- **DIRECTION**:
Reproduce the pl330 DMA patch verbatim, from "There is no" up to and including "insertions(+), 12 deletions(-)".

- **TEXT SECTION**:
>>>

There is no reason to limit the performance on the 'NO-FLUSHP' SoCs,
cuz these platforms are just that the 'FLUSHP' instruction is broken.
so, remove the limit to improve the efficiency.
Signed-off-by: Sugar Zhang <[email protected]>
---
Changes in v2: None
drivers/dma/pl330.c | 34 ++++++++++++++++++++++------------
1 file changed, 22 insertions(+), 12 deletions(-)
diff --git a/drivers/dma/pl330.c b/drivers/dma/pl330.c
index 6a158ee..ff0a91f 100644
--- a/drivers/dma/pl330.c
+++ b/drivers/dma/pl330.c
@@ -1183,9 +1183,6 @@ static inline int _ldst_peripheral(struct pl330_dmac *pl330,
{
int off = 0;
- if (pl330->quirks & PL330_QUIRK_BROKEN_NO_FLUSHP)
- cond = BURST;
-
/*
* do FLUSHP at beginning to clear any stale dma requests before the
* first WFP.

<<<

- **GIVEN ENTRIES**:
>>>

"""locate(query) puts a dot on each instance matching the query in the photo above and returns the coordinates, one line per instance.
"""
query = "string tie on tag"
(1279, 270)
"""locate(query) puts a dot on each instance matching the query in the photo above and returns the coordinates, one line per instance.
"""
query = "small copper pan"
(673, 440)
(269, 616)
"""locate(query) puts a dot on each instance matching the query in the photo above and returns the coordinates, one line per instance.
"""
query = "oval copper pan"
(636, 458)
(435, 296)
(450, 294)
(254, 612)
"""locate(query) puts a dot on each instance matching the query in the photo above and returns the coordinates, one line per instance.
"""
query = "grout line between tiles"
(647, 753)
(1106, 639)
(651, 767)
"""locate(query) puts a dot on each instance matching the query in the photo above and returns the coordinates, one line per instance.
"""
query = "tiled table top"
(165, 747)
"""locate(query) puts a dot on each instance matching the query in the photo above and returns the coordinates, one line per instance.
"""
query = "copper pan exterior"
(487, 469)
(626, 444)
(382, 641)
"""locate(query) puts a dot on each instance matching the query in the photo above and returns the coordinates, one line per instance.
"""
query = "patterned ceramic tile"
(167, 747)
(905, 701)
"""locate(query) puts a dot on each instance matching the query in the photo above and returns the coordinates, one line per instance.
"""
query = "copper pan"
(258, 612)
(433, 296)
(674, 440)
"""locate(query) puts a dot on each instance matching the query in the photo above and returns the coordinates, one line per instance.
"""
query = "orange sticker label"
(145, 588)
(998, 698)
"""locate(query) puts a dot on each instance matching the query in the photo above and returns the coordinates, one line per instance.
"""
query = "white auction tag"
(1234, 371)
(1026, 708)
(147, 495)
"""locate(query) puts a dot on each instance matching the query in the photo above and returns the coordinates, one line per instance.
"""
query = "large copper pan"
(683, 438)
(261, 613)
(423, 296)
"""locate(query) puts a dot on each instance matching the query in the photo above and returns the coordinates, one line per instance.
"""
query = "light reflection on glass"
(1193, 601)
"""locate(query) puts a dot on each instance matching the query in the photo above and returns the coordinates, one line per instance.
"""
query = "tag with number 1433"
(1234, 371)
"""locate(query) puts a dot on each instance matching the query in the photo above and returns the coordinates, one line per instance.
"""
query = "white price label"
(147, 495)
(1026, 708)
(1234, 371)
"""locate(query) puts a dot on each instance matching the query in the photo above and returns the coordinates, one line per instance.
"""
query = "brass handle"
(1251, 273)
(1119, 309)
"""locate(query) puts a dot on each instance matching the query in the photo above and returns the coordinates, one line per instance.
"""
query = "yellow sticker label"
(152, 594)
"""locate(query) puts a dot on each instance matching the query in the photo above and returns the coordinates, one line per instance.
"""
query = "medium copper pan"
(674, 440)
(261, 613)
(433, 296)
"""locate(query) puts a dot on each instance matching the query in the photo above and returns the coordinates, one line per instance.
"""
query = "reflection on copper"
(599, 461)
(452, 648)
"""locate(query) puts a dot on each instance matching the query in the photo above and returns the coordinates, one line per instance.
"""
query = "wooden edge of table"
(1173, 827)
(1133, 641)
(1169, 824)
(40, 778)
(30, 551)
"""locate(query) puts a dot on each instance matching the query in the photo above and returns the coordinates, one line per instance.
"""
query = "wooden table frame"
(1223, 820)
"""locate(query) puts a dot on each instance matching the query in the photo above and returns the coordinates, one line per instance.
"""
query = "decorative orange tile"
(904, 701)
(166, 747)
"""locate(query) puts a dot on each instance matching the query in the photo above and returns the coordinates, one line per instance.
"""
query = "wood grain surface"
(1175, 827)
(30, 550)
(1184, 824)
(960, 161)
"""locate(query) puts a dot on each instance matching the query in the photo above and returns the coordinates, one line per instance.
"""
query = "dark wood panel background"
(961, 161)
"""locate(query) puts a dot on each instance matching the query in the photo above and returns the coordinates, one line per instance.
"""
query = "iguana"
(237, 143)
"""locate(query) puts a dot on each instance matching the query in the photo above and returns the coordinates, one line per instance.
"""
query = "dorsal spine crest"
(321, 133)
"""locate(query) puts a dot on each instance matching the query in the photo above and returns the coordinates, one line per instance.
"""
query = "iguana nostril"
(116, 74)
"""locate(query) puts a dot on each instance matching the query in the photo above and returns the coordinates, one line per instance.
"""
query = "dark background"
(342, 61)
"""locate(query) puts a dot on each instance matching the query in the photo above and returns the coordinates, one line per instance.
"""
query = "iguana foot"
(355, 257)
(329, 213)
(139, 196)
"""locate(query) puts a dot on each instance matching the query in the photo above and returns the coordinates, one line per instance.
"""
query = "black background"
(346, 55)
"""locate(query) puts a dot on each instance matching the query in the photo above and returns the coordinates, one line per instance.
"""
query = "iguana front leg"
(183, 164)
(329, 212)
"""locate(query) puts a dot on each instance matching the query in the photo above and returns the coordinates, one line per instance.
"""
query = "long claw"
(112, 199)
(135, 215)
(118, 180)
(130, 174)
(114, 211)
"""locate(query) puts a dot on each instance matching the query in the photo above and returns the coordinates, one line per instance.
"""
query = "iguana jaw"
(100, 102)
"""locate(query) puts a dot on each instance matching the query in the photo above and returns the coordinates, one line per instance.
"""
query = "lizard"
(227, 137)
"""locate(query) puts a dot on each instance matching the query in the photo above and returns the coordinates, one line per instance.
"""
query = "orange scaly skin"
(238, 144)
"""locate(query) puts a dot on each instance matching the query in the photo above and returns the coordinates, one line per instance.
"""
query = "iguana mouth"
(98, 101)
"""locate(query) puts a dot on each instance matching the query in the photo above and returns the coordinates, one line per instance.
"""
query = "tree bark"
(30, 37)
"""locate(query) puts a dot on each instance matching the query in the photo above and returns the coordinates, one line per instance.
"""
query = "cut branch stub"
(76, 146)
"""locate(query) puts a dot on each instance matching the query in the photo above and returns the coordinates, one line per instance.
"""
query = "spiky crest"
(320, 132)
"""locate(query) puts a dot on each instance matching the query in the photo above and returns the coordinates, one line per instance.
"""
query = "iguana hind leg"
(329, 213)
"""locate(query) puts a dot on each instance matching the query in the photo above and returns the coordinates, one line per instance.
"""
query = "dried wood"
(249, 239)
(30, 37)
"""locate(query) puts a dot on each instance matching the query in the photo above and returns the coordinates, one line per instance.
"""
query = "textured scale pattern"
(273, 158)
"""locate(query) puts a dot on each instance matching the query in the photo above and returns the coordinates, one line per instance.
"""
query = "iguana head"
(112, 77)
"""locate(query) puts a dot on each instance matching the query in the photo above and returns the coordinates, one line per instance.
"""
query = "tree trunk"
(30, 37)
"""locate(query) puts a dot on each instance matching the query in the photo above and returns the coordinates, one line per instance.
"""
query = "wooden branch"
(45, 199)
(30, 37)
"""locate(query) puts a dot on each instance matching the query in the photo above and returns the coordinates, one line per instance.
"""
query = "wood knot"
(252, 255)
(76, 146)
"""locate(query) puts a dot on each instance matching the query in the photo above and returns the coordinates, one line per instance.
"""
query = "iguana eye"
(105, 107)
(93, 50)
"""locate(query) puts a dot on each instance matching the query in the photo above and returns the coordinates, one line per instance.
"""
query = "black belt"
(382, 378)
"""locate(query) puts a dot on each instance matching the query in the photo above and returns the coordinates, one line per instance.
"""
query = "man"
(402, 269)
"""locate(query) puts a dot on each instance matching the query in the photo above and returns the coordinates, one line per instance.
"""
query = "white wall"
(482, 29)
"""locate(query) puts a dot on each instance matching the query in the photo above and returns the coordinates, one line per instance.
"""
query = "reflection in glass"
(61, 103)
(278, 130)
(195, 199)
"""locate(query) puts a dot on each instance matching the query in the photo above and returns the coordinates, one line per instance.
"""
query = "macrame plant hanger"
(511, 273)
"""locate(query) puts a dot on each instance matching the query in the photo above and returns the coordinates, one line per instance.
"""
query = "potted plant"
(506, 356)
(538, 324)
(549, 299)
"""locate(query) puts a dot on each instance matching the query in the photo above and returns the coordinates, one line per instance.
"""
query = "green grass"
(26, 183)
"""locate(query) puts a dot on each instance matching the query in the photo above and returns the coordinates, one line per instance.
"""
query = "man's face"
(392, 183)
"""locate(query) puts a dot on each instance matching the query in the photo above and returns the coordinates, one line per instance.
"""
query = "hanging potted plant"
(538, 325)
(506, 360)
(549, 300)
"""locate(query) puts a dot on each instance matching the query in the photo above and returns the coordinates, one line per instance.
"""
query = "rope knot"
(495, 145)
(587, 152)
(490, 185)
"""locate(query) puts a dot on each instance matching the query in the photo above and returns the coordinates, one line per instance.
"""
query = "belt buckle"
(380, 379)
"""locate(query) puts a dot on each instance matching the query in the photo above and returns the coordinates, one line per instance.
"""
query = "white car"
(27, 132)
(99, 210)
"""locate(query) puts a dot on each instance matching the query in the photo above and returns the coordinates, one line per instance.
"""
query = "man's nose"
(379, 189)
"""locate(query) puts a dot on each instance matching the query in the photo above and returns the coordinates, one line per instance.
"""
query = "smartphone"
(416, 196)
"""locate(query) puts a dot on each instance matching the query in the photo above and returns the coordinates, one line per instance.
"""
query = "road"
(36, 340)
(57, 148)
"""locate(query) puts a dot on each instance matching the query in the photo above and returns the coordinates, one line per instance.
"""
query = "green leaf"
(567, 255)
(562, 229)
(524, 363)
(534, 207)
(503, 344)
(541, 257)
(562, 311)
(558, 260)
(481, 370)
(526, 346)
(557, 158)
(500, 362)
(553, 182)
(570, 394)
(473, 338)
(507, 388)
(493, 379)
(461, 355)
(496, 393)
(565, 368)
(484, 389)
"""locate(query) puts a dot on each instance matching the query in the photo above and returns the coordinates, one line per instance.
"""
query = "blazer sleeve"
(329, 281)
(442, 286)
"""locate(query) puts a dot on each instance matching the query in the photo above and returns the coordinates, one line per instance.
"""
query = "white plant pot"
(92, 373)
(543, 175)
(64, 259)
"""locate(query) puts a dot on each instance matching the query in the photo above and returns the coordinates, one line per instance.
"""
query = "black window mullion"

<<<

- **WRITTEN RESPONSE**:
There is no reason to limit the performance on the 'NO-FLUSHP' SoCs,
cuz these platforms are just that the 'FLUSHP' instruction is broken.
so, remove the limit to improve the efficiency.
Signed-off-by: Sugar Zhang <[email protected]>
---
Changes in v2: None
drivers/dma/pl330.c | 34 ++++++++++++++++++++++------------
1 file changed, 22 insertions(+), 12 deletions(-)